• WRITTEN INSTRUCTION
Write out the material below again, unchanged.

• PROVIDED INFORMATION
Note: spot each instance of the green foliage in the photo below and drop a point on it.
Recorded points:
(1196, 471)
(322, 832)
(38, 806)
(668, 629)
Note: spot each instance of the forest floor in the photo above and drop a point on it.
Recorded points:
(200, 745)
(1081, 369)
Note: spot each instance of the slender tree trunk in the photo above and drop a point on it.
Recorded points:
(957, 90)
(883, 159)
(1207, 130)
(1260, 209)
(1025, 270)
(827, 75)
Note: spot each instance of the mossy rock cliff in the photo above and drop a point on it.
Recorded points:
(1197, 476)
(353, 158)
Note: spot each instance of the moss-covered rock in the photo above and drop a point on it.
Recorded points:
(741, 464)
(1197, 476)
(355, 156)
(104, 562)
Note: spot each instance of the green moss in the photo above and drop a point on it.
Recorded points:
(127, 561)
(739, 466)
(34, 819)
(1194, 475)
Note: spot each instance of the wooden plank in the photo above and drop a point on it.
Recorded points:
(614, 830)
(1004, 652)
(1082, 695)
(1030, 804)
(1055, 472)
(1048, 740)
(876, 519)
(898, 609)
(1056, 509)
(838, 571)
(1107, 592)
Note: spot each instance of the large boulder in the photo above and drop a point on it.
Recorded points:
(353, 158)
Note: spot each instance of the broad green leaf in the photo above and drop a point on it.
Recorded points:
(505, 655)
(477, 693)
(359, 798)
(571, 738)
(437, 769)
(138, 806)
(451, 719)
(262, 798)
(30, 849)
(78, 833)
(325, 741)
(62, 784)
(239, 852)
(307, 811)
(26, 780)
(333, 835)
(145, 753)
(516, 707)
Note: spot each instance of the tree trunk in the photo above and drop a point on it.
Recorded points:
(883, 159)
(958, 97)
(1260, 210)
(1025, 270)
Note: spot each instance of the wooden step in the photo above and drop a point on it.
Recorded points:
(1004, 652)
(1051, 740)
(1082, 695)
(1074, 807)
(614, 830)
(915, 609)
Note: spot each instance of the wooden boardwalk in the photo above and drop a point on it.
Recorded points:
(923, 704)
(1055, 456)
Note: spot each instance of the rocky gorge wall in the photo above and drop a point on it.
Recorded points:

• OUTPUT FOR THIS EXERCISE
Note: spot each instance of the green foliage in the photo below and drop a point on it.
Recorded points:
(1196, 471)
(322, 832)
(38, 806)
(668, 629)
Note: spot each instance of the forest floor in the photo above and drop a point on it.
Recorded points:
(200, 745)
(1081, 369)
Note: spot each instance of the slender tree trunk in the photo above and drop a point on it.
Recorded points:
(957, 90)
(883, 159)
(1207, 130)
(1260, 209)
(1025, 270)
(827, 75)
Note: spot each instance of the mossy rock cliff in the photo above and drop a point on it.
Recorded points:
(1197, 476)
(353, 158)
Note: spot each instance of the moss-covered rock in the photo above and drop a point on it.
Recorded points:
(741, 464)
(1197, 476)
(355, 156)
(104, 562)
Note: spot each instance of the green moss in the photo above and drop a point on it.
Recorded points:
(127, 561)
(739, 466)
(34, 819)
(1194, 475)
Note: spot each instance of the wooden plank in the photo above and drop a point on it.
Recorded points:
(614, 830)
(1004, 652)
(1082, 695)
(1030, 804)
(1055, 472)
(1048, 740)
(876, 519)
(898, 609)
(1056, 509)
(838, 571)
(1107, 592)
Note: spot each instance of the large boulder in the photo above and drop a point on it.
Recorded points:
(353, 158)
Note: spot each instance of the broad green leaf in the photo above and drop a point on it.
Recorded points:
(505, 655)
(477, 693)
(359, 798)
(571, 738)
(437, 769)
(138, 806)
(451, 719)
(262, 798)
(30, 849)
(78, 833)
(325, 741)
(62, 784)
(239, 852)
(307, 811)
(26, 780)
(333, 835)
(145, 753)
(516, 707)
Note: spot each instance of the tree trunk in the photo above and drop a point on it.
Recorded points:
(883, 159)
(958, 97)
(1260, 210)
(1025, 270)
Note: spot each instance of the wooden step in the photo above and drop a point on it.
Recorded points:
(1004, 652)
(1051, 740)
(1082, 695)
(1074, 807)
(614, 830)
(915, 609)
Note: spot each instance of the wooden boardwalk in the photo above and drop a point on it.
Recorded points:
(923, 704)
(1055, 456)
Note: spot each instance of the rocky gorge wall in the photo above and drop a point on it.
Recorded points:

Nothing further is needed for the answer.